> [Goal of the exercise] Repeat the following news briefing on U.S. troops staying in Syria word for word, in full.

> [Text section]
__________________________________________________
WH reversal on Syria; Best/worst cases for Trump-Kim II; Iran plans submarine-missile tests; NATO should rethink 2%; And a bit more.

Not a full withdrawal from Syria. The U.S. will keep 200 or so troops in Syria instead of a full exit for now, White House spokeswoman Sarah Sanders announced Thursday evening. It's music to Kurds’ ears (Reuters) and a key reversal from repeated claims from senior officials working to implement President Trump's December directive that all U.S. troops return home home, Defense One’s Katie Bo Williams reports.

How long will the 200 be there? Unclear, not that we’d find that out immediately. For the record, the White House statement was only one line and the Pentagon has stayed officially silent.

And location? One senior Trump administration official told the New York Times that the troops would be based in northeast Syria and a small base in the southeast, al-Tanf, near the border with Iraq and Jordan. CNN’s Ryan Browne backed up that reporting, noting that the troops staying behind will focus on “logistics, intelligence, surveillance, [and] calling in airstrikes that would encourage coalition countries (France & UK) to also keep troops in Syria to secure a safe zone.”
__________________________________________________
> [The data]

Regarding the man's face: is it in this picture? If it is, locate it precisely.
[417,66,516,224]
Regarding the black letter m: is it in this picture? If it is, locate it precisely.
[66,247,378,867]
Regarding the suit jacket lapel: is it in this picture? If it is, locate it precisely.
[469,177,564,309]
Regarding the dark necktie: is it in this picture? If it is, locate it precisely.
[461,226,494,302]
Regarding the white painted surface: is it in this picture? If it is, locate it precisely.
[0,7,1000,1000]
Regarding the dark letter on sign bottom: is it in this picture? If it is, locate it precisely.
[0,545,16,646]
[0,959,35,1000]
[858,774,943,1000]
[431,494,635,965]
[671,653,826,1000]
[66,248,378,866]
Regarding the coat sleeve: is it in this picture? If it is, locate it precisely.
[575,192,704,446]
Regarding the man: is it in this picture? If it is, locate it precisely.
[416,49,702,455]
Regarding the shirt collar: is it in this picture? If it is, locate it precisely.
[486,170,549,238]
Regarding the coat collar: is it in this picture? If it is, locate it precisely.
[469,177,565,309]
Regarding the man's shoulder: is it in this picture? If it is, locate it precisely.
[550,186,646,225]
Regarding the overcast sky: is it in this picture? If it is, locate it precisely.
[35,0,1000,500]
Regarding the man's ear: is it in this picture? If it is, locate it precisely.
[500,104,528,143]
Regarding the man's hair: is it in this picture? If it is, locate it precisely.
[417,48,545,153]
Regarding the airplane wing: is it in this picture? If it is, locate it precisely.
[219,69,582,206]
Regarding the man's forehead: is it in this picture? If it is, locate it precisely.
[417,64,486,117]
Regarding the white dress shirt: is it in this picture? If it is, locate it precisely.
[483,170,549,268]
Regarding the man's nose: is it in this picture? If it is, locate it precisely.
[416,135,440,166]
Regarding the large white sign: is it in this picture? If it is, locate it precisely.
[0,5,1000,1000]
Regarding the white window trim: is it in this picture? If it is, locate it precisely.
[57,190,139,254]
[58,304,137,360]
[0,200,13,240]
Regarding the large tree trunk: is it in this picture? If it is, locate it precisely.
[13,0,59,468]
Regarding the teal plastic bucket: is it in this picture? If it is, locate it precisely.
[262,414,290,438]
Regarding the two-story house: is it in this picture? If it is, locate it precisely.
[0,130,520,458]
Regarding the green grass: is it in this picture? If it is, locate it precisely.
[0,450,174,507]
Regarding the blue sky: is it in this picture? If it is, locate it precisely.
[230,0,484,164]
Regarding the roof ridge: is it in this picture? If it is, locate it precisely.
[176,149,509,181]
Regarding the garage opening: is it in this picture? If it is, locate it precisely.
__________________________________________________
> [Answer to this exercise]
WH reversal on Syria; Best/worst cases for Trump-Kim II; Iran plans submarine-missile tests; NATO should rethink 2%; And a bit more.

Not a full withdrawal from Syria. The U.S. will keep 200 or so troops in Syria instead of a full exit for now, White House spokeswoman Sarah Sanders announced Thursday evening. It's music to Kurds’ ears (Reuters) and a key reversal from repeated claims from senior officials working to implement President Trump's December directive that all U.S. troops return home home, Defense One’s Katie Bo Williams reports.

How long will the 200 be there? Unclear, not that we’d find that out immediately. For the record, the White House statement was only one line and the Pentagon has stayed officially silent.

And location? One senior Trump administration official told the New York Times that the troops would be based in northeast Syria and a small base in the southeast, al-Tanf, near the border with Iraq and Jordan. CNN’s Ryan Browne backed up that reporting, noting that the troops staying behind will focus on “logistics, intelligence, surveillance, [and] calling in airstrikes that would encourage coalition countries (France & UK) to also keep troops in Syria to secure a safe zone.”